> YOUR GOAL
Write out each line beneath this one exactly as it reads.

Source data
______________________________

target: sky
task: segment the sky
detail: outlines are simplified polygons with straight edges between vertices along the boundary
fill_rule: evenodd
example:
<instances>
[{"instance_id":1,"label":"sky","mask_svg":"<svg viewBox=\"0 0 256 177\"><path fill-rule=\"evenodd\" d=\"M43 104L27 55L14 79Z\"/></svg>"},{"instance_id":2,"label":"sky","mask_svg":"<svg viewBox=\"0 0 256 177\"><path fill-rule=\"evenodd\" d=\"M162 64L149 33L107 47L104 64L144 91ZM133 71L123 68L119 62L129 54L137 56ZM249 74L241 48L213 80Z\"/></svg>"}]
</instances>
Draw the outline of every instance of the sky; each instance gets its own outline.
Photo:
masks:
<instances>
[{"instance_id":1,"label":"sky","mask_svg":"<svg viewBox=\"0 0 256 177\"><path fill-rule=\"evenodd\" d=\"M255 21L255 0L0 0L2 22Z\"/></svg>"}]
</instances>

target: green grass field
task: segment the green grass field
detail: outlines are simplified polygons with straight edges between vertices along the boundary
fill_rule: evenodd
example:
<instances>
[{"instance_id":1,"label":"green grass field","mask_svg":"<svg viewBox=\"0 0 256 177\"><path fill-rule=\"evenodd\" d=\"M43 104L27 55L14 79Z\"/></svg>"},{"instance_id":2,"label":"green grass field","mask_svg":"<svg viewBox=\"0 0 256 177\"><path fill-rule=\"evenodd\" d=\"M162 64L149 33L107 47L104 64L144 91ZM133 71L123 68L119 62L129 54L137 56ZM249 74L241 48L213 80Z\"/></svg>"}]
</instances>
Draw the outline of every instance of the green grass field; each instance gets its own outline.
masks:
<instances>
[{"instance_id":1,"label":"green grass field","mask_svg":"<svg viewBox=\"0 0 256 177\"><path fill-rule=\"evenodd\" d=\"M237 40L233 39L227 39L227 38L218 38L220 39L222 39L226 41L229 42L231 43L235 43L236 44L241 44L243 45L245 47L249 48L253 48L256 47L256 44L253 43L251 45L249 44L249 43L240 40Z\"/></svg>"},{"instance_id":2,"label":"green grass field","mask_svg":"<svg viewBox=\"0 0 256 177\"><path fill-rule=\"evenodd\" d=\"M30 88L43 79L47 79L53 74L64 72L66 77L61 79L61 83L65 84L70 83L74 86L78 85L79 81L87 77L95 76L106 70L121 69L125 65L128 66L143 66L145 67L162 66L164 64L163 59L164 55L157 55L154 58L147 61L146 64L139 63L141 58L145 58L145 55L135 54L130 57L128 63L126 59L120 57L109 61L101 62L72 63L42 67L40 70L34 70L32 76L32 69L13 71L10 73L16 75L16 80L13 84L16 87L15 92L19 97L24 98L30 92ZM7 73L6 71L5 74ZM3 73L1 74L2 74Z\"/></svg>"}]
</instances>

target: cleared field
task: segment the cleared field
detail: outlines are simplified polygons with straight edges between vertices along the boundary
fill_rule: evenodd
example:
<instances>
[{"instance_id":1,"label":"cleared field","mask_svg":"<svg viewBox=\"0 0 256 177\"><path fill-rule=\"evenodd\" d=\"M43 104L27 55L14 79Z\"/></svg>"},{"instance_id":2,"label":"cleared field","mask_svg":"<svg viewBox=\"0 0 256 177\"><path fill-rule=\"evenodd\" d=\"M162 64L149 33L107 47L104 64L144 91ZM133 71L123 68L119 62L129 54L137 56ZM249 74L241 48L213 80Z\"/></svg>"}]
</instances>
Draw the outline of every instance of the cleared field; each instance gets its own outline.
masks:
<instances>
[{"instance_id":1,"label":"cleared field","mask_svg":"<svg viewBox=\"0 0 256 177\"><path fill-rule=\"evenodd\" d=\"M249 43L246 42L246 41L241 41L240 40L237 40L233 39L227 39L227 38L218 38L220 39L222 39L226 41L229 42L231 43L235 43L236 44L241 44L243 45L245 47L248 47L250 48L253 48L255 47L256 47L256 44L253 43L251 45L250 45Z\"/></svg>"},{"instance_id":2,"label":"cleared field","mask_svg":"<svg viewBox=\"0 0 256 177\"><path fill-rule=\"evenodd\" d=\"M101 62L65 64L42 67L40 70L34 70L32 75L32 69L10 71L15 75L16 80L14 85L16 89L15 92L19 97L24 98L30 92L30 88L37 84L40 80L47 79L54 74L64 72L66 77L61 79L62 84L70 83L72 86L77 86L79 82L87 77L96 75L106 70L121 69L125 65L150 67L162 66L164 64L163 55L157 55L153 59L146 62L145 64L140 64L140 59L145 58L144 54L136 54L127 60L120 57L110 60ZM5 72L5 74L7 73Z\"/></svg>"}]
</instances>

______________________________

> THE RESULT
target: sky
task: segment the sky
detail: outlines are simplified polygons with straight edges between vertices along the boundary
fill_rule: evenodd
example:
<instances>
[{"instance_id":1,"label":"sky","mask_svg":"<svg viewBox=\"0 0 256 177\"><path fill-rule=\"evenodd\" d=\"M43 104L27 55L14 79Z\"/></svg>"},{"instance_id":2,"label":"sky","mask_svg":"<svg viewBox=\"0 0 256 177\"><path fill-rule=\"evenodd\" d=\"M162 64L149 33L107 47L104 64L144 91ZM133 71L123 68L119 62L129 54L137 56ZM249 74L241 48L213 80Z\"/></svg>"}]
</instances>
Draw the outline of every instance of the sky; each instance gets its own outline.
Photo:
masks:
<instances>
[{"instance_id":1,"label":"sky","mask_svg":"<svg viewBox=\"0 0 256 177\"><path fill-rule=\"evenodd\" d=\"M255 21L255 0L0 0L2 22Z\"/></svg>"}]
</instances>

target: green grass field
task: segment the green grass field
detail: outlines are simplified polygons with straight edges between vertices along the boundary
fill_rule: evenodd
example:
<instances>
[{"instance_id":1,"label":"green grass field","mask_svg":"<svg viewBox=\"0 0 256 177\"><path fill-rule=\"evenodd\" d=\"M43 104L27 55L14 79Z\"/></svg>"},{"instance_id":2,"label":"green grass field","mask_svg":"<svg viewBox=\"0 0 256 177\"><path fill-rule=\"evenodd\" d=\"M162 64L149 33L107 47L104 64L144 91ZM133 71L123 68L119 62L129 54L137 56ZM249 74L241 48L213 80Z\"/></svg>"}]
</instances>
Draw the outline of every instance of the green grass field; each instance gets its own outline.
masks:
<instances>
[{"instance_id":1,"label":"green grass field","mask_svg":"<svg viewBox=\"0 0 256 177\"><path fill-rule=\"evenodd\" d=\"M237 40L233 39L227 39L227 38L218 38L220 39L222 39L226 41L229 42L231 43L235 43L236 44L241 44L243 45L245 47L249 48L253 48L256 47L256 44L253 43L251 45L249 44L249 43L240 40Z\"/></svg>"},{"instance_id":2,"label":"green grass field","mask_svg":"<svg viewBox=\"0 0 256 177\"><path fill-rule=\"evenodd\" d=\"M30 88L43 79L47 79L53 74L64 72L66 77L61 79L61 83L65 84L70 83L74 86L78 85L79 81L87 77L95 76L106 70L121 69L125 65L128 66L143 66L145 67L162 66L164 64L163 59L164 55L157 55L154 58L147 61L146 64L139 63L141 58L145 58L145 55L135 54L130 57L128 63L126 59L120 57L109 61L101 62L72 63L42 67L40 70L34 70L32 76L32 69L13 71L10 73L16 75L16 80L13 84L16 87L15 92L19 97L24 98L30 92ZM7 73L6 71L5 74ZM3 73L1 74L2 74Z\"/></svg>"}]
</instances>

target: cleared field
task: segment the cleared field
detail: outlines are simplified polygons with straight edges between vertices along the boundary
fill_rule: evenodd
example:
<instances>
[{"instance_id":1,"label":"cleared field","mask_svg":"<svg viewBox=\"0 0 256 177\"><path fill-rule=\"evenodd\" d=\"M43 104L27 55L14 79Z\"/></svg>"},{"instance_id":2,"label":"cleared field","mask_svg":"<svg viewBox=\"0 0 256 177\"><path fill-rule=\"evenodd\" d=\"M162 64L149 33L107 47L104 64L144 91ZM133 71L123 68L119 62L129 54L137 56ZM249 74L241 48L213 80Z\"/></svg>"}]
</instances>
Draw the outline of every instance of the cleared field; each instance gets its own outline.
masks:
<instances>
[{"instance_id":1,"label":"cleared field","mask_svg":"<svg viewBox=\"0 0 256 177\"><path fill-rule=\"evenodd\" d=\"M249 43L246 42L246 41L241 41L240 40L237 40L233 39L227 39L227 38L218 38L220 39L222 39L226 41L229 42L231 43L235 43L236 44L241 44L243 45L245 47L248 47L250 48L253 48L255 47L256 47L256 44L253 43L251 45L250 45Z\"/></svg>"},{"instance_id":2,"label":"cleared field","mask_svg":"<svg viewBox=\"0 0 256 177\"><path fill-rule=\"evenodd\" d=\"M101 62L65 64L42 67L40 70L34 70L32 75L32 69L10 71L15 75L16 80L14 85L16 89L15 92L19 97L24 98L30 92L30 88L37 84L40 80L47 79L54 74L64 72L66 77L61 79L62 84L70 83L72 86L77 86L79 82L87 77L96 75L106 70L121 69L125 65L150 67L162 66L164 64L163 55L157 55L153 59L146 62L145 64L140 64L140 59L145 58L144 54L136 54L127 60L120 57L110 60ZM5 72L5 74L7 73Z\"/></svg>"}]
</instances>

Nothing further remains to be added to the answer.